Records from a dataset
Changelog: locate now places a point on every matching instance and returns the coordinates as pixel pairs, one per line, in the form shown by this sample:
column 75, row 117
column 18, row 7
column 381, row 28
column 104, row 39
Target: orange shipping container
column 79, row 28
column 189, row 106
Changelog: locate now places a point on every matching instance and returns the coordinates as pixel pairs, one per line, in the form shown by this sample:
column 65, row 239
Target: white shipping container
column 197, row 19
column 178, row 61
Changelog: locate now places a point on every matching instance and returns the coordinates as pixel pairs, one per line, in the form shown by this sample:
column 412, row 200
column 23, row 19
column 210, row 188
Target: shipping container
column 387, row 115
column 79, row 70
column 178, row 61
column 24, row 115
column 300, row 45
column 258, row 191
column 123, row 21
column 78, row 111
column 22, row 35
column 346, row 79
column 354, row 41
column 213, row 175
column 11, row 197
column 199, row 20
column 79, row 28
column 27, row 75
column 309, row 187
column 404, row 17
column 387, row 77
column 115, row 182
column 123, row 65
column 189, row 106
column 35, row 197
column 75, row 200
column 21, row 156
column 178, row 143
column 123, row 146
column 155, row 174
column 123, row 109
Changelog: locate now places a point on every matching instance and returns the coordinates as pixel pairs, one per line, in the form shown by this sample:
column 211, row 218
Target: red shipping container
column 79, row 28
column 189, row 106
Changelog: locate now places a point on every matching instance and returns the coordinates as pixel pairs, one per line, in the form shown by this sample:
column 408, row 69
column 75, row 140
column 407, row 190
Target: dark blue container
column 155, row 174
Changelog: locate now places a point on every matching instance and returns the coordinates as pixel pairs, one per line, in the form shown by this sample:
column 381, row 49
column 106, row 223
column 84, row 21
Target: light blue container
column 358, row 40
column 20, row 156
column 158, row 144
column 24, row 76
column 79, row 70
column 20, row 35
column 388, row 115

_Exercise requirements:_
All of the data needs to be reproduced exactly, with no line missing.

_Answer to this exercise:_
Changelog: locate now places a point on every matching instance and returns the coordinates as pixel pairs, one per line, in the form shown by this sample:
column 75, row 117
column 18, row 7
column 381, row 28
column 104, row 39
Target: orange shipping container
column 79, row 28
column 189, row 106
Changelog: locate now places a point on every matching instance and returns the coordinates as pixel pairs, one per line, in the form shown by this sample:
column 65, row 239
Target: white shipping container
column 197, row 19
column 178, row 61
Changelog: locate now places a point on every matching instance and returns the coordinates as pixel pairs, one per line, in the form shown by this sample:
column 412, row 200
column 23, row 19
column 210, row 188
Target: shipping container
column 387, row 115
column 79, row 70
column 178, row 61
column 24, row 115
column 300, row 45
column 258, row 191
column 123, row 21
column 78, row 111
column 22, row 35
column 346, row 79
column 354, row 41
column 213, row 175
column 11, row 197
column 199, row 20
column 79, row 28
column 27, row 75
column 309, row 187
column 404, row 17
column 387, row 77
column 115, row 182
column 123, row 65
column 189, row 106
column 35, row 197
column 75, row 200
column 21, row 156
column 178, row 143
column 123, row 146
column 155, row 174
column 123, row 109
Changelog: locate now places a point on every matching instance and returns the coordinates as pixel pairs, one per line, in the form shown by this sample:
column 211, row 218
Target: red shipping container
column 79, row 28
column 189, row 106
Changelog: locate now places a point on every matching instance and returns the coordinates as pixel pairs, one per line, in the form shown by this sample:
column 408, row 69
column 75, row 140
column 407, row 190
Target: dark blue container
column 155, row 174
Changelog: locate now places a point on every matching instance and returns the coordinates as pixel pairs, one per line, in the form shown by this sample:
column 381, row 49
column 106, row 223
column 84, row 21
Target: light blue container
column 358, row 40
column 20, row 156
column 158, row 144
column 24, row 76
column 79, row 70
column 20, row 35
column 388, row 115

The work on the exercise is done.